> **WHAT IS REQUIRED**
Where does the string "paved" appear in the records? Copy every line that contains it.

INPUT DATA START

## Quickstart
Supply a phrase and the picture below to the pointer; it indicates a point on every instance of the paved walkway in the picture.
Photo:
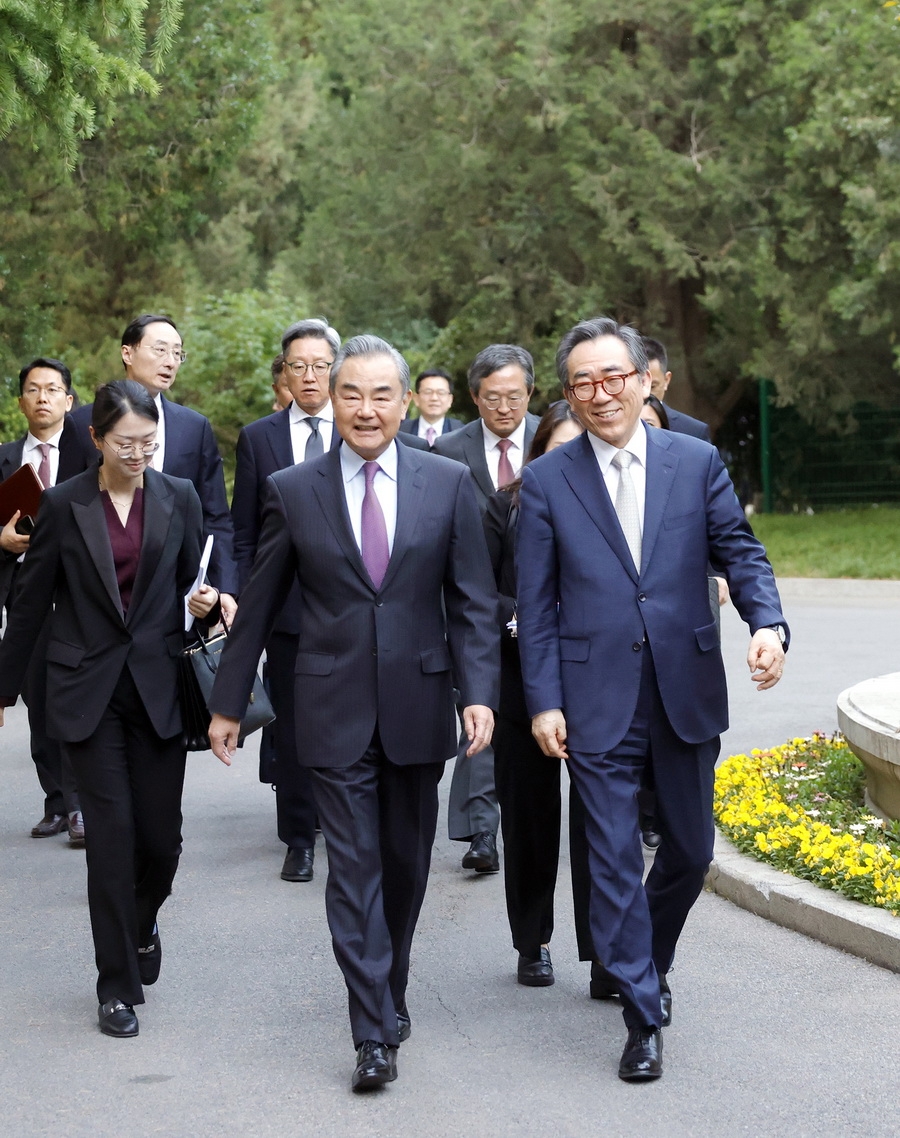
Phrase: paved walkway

INPUT DATA END
INPUT DATA START

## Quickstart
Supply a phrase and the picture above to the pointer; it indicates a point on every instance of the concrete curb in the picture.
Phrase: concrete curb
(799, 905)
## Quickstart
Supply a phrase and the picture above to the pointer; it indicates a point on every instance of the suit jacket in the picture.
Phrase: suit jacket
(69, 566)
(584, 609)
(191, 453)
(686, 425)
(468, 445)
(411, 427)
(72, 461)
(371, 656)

INPUT DATA END
INPUT DATA START

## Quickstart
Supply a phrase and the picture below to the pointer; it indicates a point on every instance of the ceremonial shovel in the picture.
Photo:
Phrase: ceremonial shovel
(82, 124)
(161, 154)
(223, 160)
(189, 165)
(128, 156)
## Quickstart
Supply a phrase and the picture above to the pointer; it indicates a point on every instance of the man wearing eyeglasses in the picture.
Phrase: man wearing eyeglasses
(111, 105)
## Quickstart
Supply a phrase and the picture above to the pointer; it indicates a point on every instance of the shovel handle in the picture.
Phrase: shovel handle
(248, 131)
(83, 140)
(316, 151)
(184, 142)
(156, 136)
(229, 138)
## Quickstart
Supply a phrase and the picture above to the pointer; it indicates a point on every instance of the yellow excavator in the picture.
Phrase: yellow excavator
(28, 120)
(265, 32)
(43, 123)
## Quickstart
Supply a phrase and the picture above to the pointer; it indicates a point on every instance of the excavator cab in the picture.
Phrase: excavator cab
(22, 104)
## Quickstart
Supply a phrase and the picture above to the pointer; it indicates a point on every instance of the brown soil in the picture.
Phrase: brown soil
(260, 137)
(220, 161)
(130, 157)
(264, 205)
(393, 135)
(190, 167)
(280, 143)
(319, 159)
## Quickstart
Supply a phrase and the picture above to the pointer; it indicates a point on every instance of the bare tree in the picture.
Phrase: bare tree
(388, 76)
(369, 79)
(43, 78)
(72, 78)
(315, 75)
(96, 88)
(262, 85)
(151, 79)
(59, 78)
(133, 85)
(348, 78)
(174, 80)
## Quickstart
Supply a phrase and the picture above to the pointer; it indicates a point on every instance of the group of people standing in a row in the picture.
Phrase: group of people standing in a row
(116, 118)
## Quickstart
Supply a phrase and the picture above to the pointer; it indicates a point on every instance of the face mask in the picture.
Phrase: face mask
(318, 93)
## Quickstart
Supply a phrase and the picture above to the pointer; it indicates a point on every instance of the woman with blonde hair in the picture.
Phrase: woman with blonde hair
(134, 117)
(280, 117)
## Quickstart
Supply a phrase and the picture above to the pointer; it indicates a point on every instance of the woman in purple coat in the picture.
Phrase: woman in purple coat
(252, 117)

INPUT DATA END

> **SOLUTION FOR THIS EXERCISE**
Supply a phrase and the picture below to the pointer; it indicates a point on every instance of the paved walkway in the picture.
Phrase: paved walkway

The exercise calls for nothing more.